Problem to solve => Please find every line below that contains the string "branch" and copy each one in full. Matches must have the same case.

Records to process =>
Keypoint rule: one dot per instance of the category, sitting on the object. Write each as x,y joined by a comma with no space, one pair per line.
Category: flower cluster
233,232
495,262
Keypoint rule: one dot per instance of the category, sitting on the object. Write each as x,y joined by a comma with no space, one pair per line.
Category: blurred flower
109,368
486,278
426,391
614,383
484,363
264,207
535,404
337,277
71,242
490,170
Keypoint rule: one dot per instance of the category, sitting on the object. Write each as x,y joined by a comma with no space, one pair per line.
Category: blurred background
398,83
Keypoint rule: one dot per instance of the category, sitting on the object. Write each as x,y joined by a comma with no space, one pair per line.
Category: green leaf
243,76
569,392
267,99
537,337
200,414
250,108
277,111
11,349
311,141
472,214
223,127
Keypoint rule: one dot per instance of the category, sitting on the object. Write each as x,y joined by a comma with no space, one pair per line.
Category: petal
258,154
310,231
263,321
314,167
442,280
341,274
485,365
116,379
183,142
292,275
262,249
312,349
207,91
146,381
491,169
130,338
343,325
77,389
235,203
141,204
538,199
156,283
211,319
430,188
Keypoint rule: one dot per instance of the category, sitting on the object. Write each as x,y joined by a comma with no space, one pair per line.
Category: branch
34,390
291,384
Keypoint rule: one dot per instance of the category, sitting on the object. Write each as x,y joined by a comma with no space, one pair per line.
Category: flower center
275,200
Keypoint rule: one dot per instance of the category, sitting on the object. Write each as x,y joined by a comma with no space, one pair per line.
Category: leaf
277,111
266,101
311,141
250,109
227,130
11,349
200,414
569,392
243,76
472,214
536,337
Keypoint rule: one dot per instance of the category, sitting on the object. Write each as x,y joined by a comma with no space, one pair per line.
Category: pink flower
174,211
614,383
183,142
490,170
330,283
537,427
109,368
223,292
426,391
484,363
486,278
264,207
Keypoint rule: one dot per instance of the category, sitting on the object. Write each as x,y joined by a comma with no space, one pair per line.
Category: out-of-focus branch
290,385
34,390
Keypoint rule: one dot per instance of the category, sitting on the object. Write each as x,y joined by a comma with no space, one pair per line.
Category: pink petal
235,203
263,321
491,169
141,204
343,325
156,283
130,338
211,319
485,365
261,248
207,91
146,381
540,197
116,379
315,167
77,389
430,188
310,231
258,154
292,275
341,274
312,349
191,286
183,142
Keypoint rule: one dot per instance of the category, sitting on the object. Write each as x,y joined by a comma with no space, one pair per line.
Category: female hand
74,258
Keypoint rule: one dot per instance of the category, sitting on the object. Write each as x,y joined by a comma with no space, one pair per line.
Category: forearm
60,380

Reply =>
Category: branch
Category: out-of-focus branch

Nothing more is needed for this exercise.